### Study text
*** Begin section ***
Good Intentions, Risky Inventions: A Method for Assessing the Risks and Benefits of AI in Mobile and Wearable Uses
Marios Constantinides, Edyta Bogucka, Sanja Scepanovic, Daniele Quercia
TL;DR
This study introduces a semi-automatic pipeline that uses LLMs to enumerate AI uses in mobile and wearable devices, classify each use’s risk under the EU AI Act, and assess benefits against the UN SDGs. The approach combines three prompts to generate uses, evaluate risks, and determine benefits, with expert validation showing >85% accuracy and crowdsourcing revealing nuanced judgments across risk and SDG mapping. Key findings show many low-risk uses favor environmental sustainability and logistics, while several high-risk uses offer meaningful benefits in well-being, safety, and equality but raise concerns about sensitive data and automated decisions. To translate these insights into practice, the authors present a Risk Assessment Checklist tailored for the Mobile HCI community, aiming to balance risks and benefits without discarding impactful technologies.
*** End section ***
### Raw data
*** Begin section ***
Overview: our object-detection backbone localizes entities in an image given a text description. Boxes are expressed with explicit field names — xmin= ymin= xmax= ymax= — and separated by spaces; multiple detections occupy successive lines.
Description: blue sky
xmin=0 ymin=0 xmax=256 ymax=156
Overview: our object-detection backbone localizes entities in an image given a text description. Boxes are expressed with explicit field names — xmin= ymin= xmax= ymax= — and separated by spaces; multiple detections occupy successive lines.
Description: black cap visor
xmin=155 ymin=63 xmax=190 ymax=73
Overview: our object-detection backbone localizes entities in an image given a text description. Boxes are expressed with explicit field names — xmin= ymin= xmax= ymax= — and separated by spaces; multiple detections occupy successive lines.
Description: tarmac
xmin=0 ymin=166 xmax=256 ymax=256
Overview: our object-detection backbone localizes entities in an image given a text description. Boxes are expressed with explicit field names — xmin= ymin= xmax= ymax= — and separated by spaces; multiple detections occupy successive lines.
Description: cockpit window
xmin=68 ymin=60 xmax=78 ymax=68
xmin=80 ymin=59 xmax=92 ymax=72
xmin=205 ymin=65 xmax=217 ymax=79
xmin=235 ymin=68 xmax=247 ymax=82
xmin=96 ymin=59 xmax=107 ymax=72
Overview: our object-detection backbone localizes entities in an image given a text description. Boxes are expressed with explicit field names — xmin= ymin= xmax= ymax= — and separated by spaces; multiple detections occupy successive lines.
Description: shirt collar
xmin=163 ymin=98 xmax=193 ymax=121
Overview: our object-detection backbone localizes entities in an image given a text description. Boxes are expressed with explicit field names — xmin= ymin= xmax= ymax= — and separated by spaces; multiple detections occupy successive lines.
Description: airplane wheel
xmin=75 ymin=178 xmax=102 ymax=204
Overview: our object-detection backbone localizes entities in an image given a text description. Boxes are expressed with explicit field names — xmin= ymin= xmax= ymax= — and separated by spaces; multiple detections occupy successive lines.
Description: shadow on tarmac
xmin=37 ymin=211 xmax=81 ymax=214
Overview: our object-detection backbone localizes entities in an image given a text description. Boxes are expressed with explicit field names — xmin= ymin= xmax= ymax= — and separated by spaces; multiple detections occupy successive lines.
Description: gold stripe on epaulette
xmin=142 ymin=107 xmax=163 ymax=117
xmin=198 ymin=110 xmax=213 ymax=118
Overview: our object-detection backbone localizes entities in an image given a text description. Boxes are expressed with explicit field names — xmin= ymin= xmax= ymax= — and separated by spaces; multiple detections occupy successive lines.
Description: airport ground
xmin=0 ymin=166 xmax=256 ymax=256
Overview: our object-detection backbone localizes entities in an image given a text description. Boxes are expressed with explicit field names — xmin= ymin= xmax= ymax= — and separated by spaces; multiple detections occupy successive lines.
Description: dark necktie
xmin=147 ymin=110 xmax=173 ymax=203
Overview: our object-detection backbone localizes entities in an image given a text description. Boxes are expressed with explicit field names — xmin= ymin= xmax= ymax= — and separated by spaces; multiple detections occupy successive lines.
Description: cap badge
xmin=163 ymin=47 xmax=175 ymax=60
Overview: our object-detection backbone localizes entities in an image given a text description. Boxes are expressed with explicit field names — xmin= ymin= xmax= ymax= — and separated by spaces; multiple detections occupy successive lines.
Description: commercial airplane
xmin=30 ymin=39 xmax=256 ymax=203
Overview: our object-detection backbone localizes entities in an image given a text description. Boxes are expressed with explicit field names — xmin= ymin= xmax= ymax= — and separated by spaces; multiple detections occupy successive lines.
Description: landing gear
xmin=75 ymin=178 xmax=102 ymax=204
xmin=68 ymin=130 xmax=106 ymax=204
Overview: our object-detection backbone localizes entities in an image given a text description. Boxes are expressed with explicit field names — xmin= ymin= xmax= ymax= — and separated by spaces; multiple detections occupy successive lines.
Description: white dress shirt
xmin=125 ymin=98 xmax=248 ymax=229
*** End section ***
### Required work
A) Please list every author named on the AI risk assessment study.
B) Carry on the AI risk assessment study from its last sentence.

### Task answers
A)
Marios Constantinides
Edyta Bogucka
Sanja Scepanovic
Daniele Quercia

B)
Abstract
Integrating Artificial Intelligence (AI) into mobile and wearables offers numerous benefits at individual, societal, and environmental levels. Yet, it also spotlights concerns over emerging risks. Traditional assessments of risks and benefits have been sporadic, and often require costly expert analysis. We developed a semi-automatic method that leverages Large Language Models (LLMs) to identify AI uses in mobile and wearables, classify their risks based on the EU AI Act, and determine their benefits that align with globally recognized long-term sustainable development goals; a manual validation of our method by two experts in mobile and wearable technologies, a legal and compliance expert, and a cohort of nine individuals with legal backgrounds who were recruited from Prolific, confirmed its accuracy to be over 85\%. We uncovered that specific applications of mobile computing hold significant potential in improving well-being, safety, and social equality. However, these promising uses are linked to risks involving sensitive data, vulnerable groups, and automated decision-making. To avoid rejecting these risky yet impactful mobile and wearable uses, we propose a risk assessment checklist for the Mobile HCI community.